◆ **Material to process**:

________________

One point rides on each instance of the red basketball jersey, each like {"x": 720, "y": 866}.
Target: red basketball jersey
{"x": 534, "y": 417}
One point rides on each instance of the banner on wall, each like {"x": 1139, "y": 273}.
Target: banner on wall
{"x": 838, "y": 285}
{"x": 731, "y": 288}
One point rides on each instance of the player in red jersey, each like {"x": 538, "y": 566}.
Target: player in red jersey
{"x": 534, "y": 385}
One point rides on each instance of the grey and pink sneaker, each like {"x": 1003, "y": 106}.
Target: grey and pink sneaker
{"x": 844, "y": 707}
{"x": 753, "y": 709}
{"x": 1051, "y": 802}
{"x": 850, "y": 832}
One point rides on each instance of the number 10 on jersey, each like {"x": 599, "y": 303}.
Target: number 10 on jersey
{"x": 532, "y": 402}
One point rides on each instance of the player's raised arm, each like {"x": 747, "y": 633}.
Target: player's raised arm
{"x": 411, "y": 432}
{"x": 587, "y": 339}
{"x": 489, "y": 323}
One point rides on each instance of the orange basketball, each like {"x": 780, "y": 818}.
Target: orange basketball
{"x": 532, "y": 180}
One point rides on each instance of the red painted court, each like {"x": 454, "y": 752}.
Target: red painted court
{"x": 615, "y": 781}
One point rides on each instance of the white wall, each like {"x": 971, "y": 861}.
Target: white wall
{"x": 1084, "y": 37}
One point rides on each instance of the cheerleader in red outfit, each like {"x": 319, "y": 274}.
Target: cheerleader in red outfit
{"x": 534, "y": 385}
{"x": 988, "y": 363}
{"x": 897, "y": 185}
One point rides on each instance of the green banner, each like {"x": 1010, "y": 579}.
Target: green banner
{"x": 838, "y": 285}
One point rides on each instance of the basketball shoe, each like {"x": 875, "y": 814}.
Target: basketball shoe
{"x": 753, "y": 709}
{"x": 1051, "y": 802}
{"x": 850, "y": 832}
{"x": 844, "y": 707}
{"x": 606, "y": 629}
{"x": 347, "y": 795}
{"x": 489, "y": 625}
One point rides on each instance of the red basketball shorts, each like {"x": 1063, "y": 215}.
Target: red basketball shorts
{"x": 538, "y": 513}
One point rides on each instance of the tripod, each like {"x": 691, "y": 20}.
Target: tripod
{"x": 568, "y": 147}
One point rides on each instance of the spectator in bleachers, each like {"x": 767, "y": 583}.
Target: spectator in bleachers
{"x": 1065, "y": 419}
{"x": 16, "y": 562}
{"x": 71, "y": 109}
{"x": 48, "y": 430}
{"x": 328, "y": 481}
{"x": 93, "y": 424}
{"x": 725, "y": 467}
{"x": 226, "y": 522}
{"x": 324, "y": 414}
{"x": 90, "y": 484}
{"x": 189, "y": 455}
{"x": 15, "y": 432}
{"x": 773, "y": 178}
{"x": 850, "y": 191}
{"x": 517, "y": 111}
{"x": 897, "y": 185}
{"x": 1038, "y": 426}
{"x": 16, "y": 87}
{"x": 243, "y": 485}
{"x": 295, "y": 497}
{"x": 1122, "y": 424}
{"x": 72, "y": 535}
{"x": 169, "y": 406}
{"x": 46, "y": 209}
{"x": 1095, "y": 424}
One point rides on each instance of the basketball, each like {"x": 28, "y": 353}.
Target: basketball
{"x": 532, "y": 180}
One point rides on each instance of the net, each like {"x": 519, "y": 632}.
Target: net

________________

◆ **Stated exercise**: Exactly reproduce every record.

◆ **Full output**:
One point rides on each instance of the red basketball jersey, each like {"x": 720, "y": 866}.
Target: red basketball jersey
{"x": 534, "y": 417}
One point rides on each instance of the banner on wall, each like {"x": 1139, "y": 273}.
Target: banner on wall
{"x": 838, "y": 285}
{"x": 731, "y": 288}
One point rides on each instance of the player in red jersey, each like {"x": 538, "y": 566}.
Target: player in red jersey
{"x": 534, "y": 385}
One point rides on each instance of the grey and pink sneaker, each like {"x": 1003, "y": 106}.
Target: grey and pink sneaker
{"x": 844, "y": 707}
{"x": 753, "y": 709}
{"x": 1051, "y": 802}
{"x": 850, "y": 832}
One point rides on each instance of the number 10 on jersey, each like {"x": 599, "y": 303}.
Target: number 10 on jersey
{"x": 532, "y": 402}
One point rides on each instance of the player's raised arm, each like {"x": 747, "y": 633}.
Target: player's raised arm
{"x": 411, "y": 432}
{"x": 587, "y": 339}
{"x": 489, "y": 323}
One point rides on each instance of the orange basketball, each like {"x": 780, "y": 818}.
Target: orange basketball
{"x": 532, "y": 180}
One point rides on each instance of the red painted court, each like {"x": 454, "y": 752}.
Target: red painted court
{"x": 615, "y": 781}
One point rides on each instance of the white wall, each like {"x": 971, "y": 861}.
Target: white wall
{"x": 1084, "y": 37}
One point rides on each instance of the cheerleader in red outfit, each like {"x": 319, "y": 274}.
Target: cheerleader in red outfit
{"x": 534, "y": 385}
{"x": 988, "y": 363}
{"x": 897, "y": 185}
One point rides on each instance of the green banner, each like {"x": 1010, "y": 579}.
Target: green banner
{"x": 838, "y": 285}
One point rides on each instance of the basketball shoe, each like {"x": 875, "y": 814}.
Target: basketball shoe
{"x": 753, "y": 709}
{"x": 1051, "y": 802}
{"x": 850, "y": 832}
{"x": 844, "y": 707}
{"x": 606, "y": 629}
{"x": 347, "y": 795}
{"x": 489, "y": 625}
One point rides on each instance of the red basketball shorts, each like {"x": 1063, "y": 215}.
Target: red basketball shorts
{"x": 538, "y": 513}
One point rides on each instance of the tripod, each like {"x": 691, "y": 20}.
Target: tripod
{"x": 568, "y": 147}
One point rides on each instance of the spectator in bleachers, each like {"x": 767, "y": 583}.
Target: spectator in bleachers
{"x": 1065, "y": 419}
{"x": 16, "y": 562}
{"x": 71, "y": 109}
{"x": 48, "y": 430}
{"x": 328, "y": 481}
{"x": 93, "y": 424}
{"x": 725, "y": 467}
{"x": 226, "y": 522}
{"x": 324, "y": 414}
{"x": 90, "y": 484}
{"x": 189, "y": 455}
{"x": 15, "y": 432}
{"x": 773, "y": 178}
{"x": 850, "y": 191}
{"x": 517, "y": 111}
{"x": 897, "y": 185}
{"x": 1038, "y": 426}
{"x": 16, "y": 87}
{"x": 243, "y": 485}
{"x": 295, "y": 497}
{"x": 1122, "y": 424}
{"x": 72, "y": 535}
{"x": 169, "y": 406}
{"x": 46, "y": 209}
{"x": 1095, "y": 424}
One point rides on each instance of the basketball, each like {"x": 28, "y": 353}.
Target: basketball
{"x": 532, "y": 180}
One point rides on each instance of the net, each like {"x": 519, "y": 632}.
Target: net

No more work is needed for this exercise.